EXCERPTED PASSAGE
I'm a "list" person. Figure it out. Write it down. Do it. Cross it off. Move on to the the next list, the next plan. I used to have my days planned out in writing in 15-minute intervals. Well, that's not the way it happens with recovery from Lyme. Not only is each day full of new challenges, each hour can be full of new challenges. Some days and hours are full of hurdles I thought I already surmounted! All this forces someone like me to contrive a new plan. But I'm learning: Soon it becomes evident that that plan won't work, either. So I make a new one. And then another new one.
But what I need to learn is this: Although I'm in control of decisions around how my Lyme will be treated and how I will handle my disease, I'm not in control of how my body is going to react to those decisions. I'm not in control of that in general—not for twenty-four hours, not for one second. So I change my mind, make new plans, write new lists, and recover from Lyme in fits and starts.
With my heat intolerance, I can't predict whether five minutes—or thirty minutes—in the sun (and I don't mean tanning!—I mean just being outside for whatever reasons normal people go outside) will do me in. I can't predict the temperature at which five minutes (or thirty minutes) in the sun will do me in. Two days ago, it seemed that at 73 degrees, just five minutes in the sun (walking at a normal pace) did me in. For thirty-six hours. I had symptom flare-ups (extreme stabbing/burning/grabbing pains) and the Great Wall of Exhaustion. My digestive system went haywire. Today, I seem (she says with great caution) to be snapping out of it. Two months ago, it may have taken a week for me to snap out of it. Six months ago, it may have taken a month.
So, overall, I am still getting better. BUT the danger is in the temptation to make a prediction based on my experience of two days ago—solely because what happened two days ago may not happen again. Or, I may go back into the "funk" later on today. Or next week. And one day, maybe not at all (she says with great optimism). But in the meantime, I am one of hundreds of thousands of individuals with an invisible illness (and some have more than one invisible illness). I don't look sick (only those who know me very, very well can look at me and see visually-minute changes and guess that I might be feeling badly on a given day). If one does not look sick, how can they actually BE sick? So (with all good intentions) reason the masses.

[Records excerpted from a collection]

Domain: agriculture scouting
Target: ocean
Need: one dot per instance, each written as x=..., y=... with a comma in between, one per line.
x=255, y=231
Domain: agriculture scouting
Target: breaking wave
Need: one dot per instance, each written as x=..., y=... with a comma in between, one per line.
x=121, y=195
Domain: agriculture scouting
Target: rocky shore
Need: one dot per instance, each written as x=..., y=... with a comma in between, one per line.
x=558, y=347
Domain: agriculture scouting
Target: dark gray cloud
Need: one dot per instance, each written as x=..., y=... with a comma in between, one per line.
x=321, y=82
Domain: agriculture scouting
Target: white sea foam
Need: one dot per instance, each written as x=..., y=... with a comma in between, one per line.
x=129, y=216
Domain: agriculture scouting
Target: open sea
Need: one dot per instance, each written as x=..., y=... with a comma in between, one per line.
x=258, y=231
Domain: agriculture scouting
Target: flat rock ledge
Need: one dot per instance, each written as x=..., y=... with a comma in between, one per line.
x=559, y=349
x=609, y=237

TASK STATEMENT
Quote the Lyme recovery essay from "So, overall, I" to "reason the masses.", including both of those phrases. Rely only on the Lyme recovery essay for what comes next.

RESULT
So, overall, I am still getting better. BUT the danger is in the temptation to make a prediction based on my experience of two days ago—solely because what happened two days ago may not happen again. Or, I may go back into the "funk" later on today. Or next week. And one day, maybe not at all (she says with great optimism). But in the meantime, I am one of hundreds of thousands of individuals with an invisible illness (and some have more than one invisible illness). I don't look sick (only those who know me very, very well can look at me and see visually-minute changes and guess that I might be feeling badly on a given day). If one does not look sick, how can they actually BE sick? So (with all good intentions) reason the masses.